**What is needed:** An exact reproduction of the records is required, with all images left out.

::: Data section :::

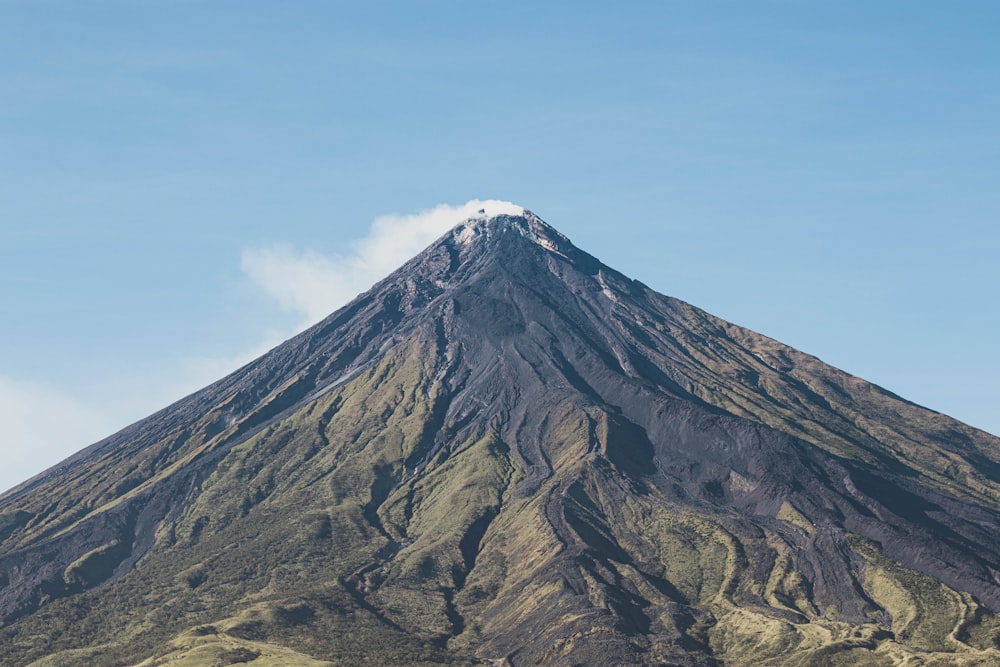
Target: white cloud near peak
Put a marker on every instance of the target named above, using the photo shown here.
(314, 284)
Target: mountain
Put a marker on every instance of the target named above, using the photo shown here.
(508, 453)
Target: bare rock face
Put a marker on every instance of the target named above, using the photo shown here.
(508, 453)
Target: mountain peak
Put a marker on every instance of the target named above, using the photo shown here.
(506, 452)
(487, 225)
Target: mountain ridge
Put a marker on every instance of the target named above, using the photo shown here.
(537, 459)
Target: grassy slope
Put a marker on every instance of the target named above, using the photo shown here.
(319, 535)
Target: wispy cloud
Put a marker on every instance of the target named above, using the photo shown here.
(314, 284)
(44, 424)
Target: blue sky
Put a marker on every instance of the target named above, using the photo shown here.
(822, 172)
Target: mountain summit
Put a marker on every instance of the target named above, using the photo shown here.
(509, 453)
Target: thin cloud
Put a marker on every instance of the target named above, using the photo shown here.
(314, 284)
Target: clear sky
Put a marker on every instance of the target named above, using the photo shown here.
(173, 171)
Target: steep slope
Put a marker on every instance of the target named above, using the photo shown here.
(508, 452)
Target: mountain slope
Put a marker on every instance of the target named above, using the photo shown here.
(507, 451)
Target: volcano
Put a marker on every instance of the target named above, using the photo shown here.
(508, 453)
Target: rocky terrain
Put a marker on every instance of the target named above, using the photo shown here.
(508, 453)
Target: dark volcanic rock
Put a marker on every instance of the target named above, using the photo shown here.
(508, 452)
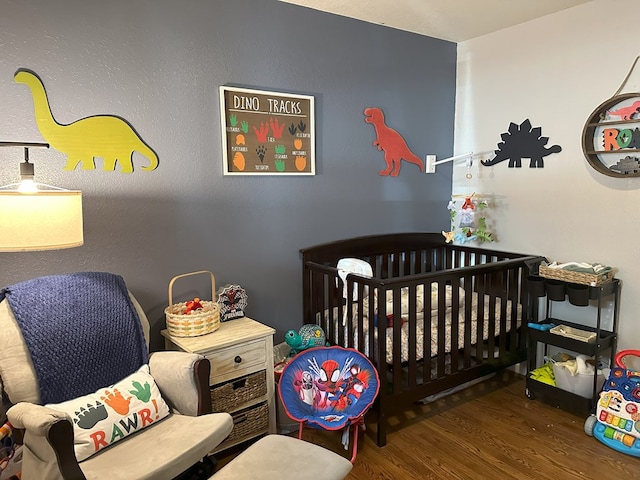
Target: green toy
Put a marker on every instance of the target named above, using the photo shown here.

:::

**Answer to the exercise:**
Target: white cloud near peak
Put a marker on every instance of the target named above, using the photo shown here.
(314, 284)
Target: mountain
Put a marker on every instance of the target named above, using the photo shown here.
(508, 453)
Target: bare rock face
Put a marker on every instance of the target named above, using the photo shown here.
(508, 453)
Target: mountain peak
Put a marker on every instance of the target named above, using the photo shown here.
(506, 452)
(487, 225)
Target: mountain ridge
Put a marker on every instance of the target named above, using the photo shown here.
(537, 459)
Target: grassy slope
Put a marker on every instance of the target named above, using the photo shown here.
(319, 535)
Target: wispy cloud
Put a marker on every instance of the target named above, using the photo shown here.
(314, 284)
(44, 424)
Target: blue sky
Put a marker on every instance of the target named above, using the photo shown here.
(822, 172)
Target: mountain summit
Put a marker on every instance of the target named above, using the photo shown here.
(509, 453)
Target: thin cloud
Put a marker on every instance of the target named above, using the photo shown here.
(314, 284)
Target: clear sky
Put a marker on every instance of the target named above, using the photo shown here.
(173, 171)
Target: steep slope
Put a marker on every instance of the target named above, using the photo shown here.
(508, 452)
Target: mountain slope
Put a marker on every instance of the target named above, using the photo shown here.
(507, 451)
Target: volcano
Put a marker on every instance of the target named above, using the photo shown here.
(508, 453)
Target: rocky terrain
Put a marker on every instance of the target named above, using the photo shown here.
(508, 453)
Target: dark volcanic rock
Put a marker on every instance of the target named above, using the photo shown here.
(508, 452)
Target: green toy
Put a marker on every instance of the target named above, using the photo shown here.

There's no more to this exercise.